No Glendale Gas Plant

Stop Grayson

UPDATE: Temporary Victory at April 10 Council Meeting

On April 11, after 9 hours of testimony, discussion and deliberation, the Glendale City Council voted in the wee hours of the morning to delay action on Grayson and investigate clean energy alternatives through a Request for Information (RFI) process. Although a slight variation of our request for a formal study, the idea of the RFI is to involve clean energy firms and get them to put proposals on the table for Glendale to evaluate and, hopefully, incorporate into an updated project plan.
April 10 Rally

April 10 rally at Glendale City Council meeting. Photo by

It was a clear victory, and somewhat unexpected for a lot of us working the inside strategy. It came about after some intense lobby over the past few weeks, including the preparation of an alternative clean energy framework developed by a member of the Center for Energy Efficiency and Renewable Technologies, paid for by Sierra Club, and presented to four of the five City Council members. Our success was also helped by our turnout at recent rallies. We had 500 in February and about 400 for Tuesday’s meeting. Thanks to everyone from SoCal 350 who came out to support the campaign!

We should feel good about what we’ve done. It’s not easy to turn a tanker especially when $500 million is involved. But it’s a tentative victory that could easily slip away if we aren’t vigilant.  The job going forward will be to make sure the RFI process is thorough, even handed, and transparent. We can’t let GWP get away with just going through the motions and landing us back to where we were before Tuesday.

Learn more and see the most recent updates at


The City of Glendale is evaluating several options for “repowering” its aging natural gas power plant at the Grayson power plant. Apart from a “do nothing” option, the three proposals for replacing the facility involve building new gas plants of varying sizes and configurations. The City recommended option is the largest of these proposed configurations – a 250 megawatt combined cycle gas plant.

What is the problem?

The proposed plant raises several serious concerns. Some are strictly financial. The proposed plant will generate more power than Glendale needs, thus requiring the city to find buyers for its excess power; this poses a big risk for Glendale rate payers in an environment where the state is facing an oversupply of power. The proposal also overestimates the useful life of the plant, underestimates the cost of cap and trade permits, and downplays the declining trajectory of prices for wind, solar and battery storage.

> [Recorded information]
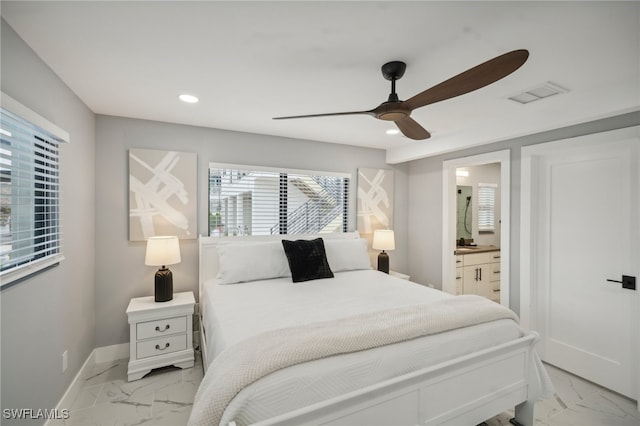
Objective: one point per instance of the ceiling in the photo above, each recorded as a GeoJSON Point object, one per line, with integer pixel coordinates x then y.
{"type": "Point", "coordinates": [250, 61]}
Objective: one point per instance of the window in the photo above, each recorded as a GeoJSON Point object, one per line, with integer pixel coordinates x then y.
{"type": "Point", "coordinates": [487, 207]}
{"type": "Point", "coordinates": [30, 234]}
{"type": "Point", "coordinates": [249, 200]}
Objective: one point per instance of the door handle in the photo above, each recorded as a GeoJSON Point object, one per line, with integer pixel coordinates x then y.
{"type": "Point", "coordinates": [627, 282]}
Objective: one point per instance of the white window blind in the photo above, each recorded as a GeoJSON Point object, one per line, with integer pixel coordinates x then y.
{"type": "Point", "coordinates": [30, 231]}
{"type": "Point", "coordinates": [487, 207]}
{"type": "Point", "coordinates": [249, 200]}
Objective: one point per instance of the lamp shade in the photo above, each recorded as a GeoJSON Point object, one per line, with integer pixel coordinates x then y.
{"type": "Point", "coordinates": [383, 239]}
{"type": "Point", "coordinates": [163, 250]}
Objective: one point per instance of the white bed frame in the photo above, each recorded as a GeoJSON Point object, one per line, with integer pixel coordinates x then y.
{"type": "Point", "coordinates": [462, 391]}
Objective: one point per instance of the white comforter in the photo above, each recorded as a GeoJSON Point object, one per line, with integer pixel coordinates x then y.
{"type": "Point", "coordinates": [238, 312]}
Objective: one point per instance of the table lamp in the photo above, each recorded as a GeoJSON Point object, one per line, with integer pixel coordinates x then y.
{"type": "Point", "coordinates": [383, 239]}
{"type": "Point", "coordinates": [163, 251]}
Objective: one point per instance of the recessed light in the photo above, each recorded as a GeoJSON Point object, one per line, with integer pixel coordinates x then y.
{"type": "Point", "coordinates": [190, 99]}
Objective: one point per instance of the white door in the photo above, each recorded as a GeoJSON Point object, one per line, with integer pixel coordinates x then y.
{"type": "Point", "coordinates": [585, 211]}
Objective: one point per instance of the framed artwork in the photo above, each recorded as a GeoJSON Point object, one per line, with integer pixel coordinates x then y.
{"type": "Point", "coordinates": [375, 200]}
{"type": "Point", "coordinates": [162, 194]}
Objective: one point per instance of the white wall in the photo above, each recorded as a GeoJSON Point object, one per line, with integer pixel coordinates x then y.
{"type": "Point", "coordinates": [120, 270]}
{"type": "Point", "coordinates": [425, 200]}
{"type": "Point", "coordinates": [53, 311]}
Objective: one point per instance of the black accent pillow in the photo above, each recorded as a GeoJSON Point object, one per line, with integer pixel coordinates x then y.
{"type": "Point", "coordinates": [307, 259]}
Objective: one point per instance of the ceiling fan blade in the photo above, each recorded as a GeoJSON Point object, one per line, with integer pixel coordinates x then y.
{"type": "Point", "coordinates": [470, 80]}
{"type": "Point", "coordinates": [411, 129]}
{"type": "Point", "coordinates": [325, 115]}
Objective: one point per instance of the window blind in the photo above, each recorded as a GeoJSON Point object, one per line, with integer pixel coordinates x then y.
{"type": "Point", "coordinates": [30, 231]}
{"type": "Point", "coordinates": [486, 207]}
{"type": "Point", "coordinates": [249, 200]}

==

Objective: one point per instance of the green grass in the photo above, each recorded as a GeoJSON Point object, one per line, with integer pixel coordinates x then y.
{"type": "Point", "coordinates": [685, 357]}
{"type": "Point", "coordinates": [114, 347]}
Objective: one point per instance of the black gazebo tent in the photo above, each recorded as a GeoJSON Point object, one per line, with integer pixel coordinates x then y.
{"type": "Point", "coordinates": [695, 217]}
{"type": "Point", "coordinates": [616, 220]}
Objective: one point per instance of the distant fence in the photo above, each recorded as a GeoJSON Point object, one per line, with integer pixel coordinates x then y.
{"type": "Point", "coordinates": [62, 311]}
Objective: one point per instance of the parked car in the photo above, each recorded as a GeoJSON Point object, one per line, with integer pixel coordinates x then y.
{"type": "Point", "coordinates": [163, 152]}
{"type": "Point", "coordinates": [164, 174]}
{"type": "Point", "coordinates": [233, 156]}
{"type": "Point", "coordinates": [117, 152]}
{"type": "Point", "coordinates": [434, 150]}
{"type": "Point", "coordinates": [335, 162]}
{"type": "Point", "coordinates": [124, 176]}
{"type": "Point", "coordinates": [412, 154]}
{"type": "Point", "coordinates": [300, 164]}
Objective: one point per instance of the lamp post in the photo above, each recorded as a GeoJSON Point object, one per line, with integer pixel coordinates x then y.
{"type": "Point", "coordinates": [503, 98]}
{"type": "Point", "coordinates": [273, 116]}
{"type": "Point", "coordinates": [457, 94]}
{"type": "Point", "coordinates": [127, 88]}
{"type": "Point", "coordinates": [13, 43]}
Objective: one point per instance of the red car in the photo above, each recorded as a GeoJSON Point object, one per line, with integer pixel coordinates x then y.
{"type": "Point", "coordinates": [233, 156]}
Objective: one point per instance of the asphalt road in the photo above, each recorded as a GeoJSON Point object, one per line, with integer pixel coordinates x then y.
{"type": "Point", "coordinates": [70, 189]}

> [Short task 1]
From the section of the Grayson campaign page that begins "What is the problem?", list each thing the proposal is said to overestimate, underestimate, or downplay.
> [Short task 2]
Continue the Grayson campaign page after its last sentence.

> [Result 1]
- The useful life of the plant (overestimated)
- The cost of cap and trade permits (underestimated)
- The declining trajectory of prices for wind, solar and battery storage (downplayed)

> [Result 2]
The direct consequence to us is the impact the plant will have on the immediate environment in and around Glendale and on our shared climate. We ask that the Glendale City Council stop the CEQA process and commission independent experts to assess zero carbon alternatives to its plans for replacing Grayson.

State Senator Anthony Portantino sums up the problems with the plant expansion with his letter to the editor of the LA Times: “In short, the Grayson proposal would increase emissions and particulates that would adversely affect our climate and potentially impact the health of children at Benjamin Franklin Elementary, Mark Keppel Elementary and the Disney Children’s Center, as well as elderly residents of nearby Pelanconi Estates. The DEIR predicts global warming emissions will increase nearly seven-fold. This is the equivalent to 90,000 additional cars on Glendale’s roads.”

Take Action:

  1. Call and email the Glendale City Council and ask them to stop the CEQA process and commission independent experts to assess zero carbon alternatives to their plans for replacing Grayson
  2. Visit and learn how to urge your city to divest from projects like these.
  3. Visit for more information
  4. URGENT: Show up to Glendale City Council on April 10 and speak up on this issue!
  5. After a victory on April 10 resulted in a Request for Information process that will investigate clean energy alternatives, let’s show Mayor Zareh Sinanyan and Council members Paula DevineVrej Agajanian and Vartan Gharpetian a big thank you for their support.
  6. The job going forward will be to make sure the RFI process is thorough, even handed, and transparent. Stay tuned for next steps!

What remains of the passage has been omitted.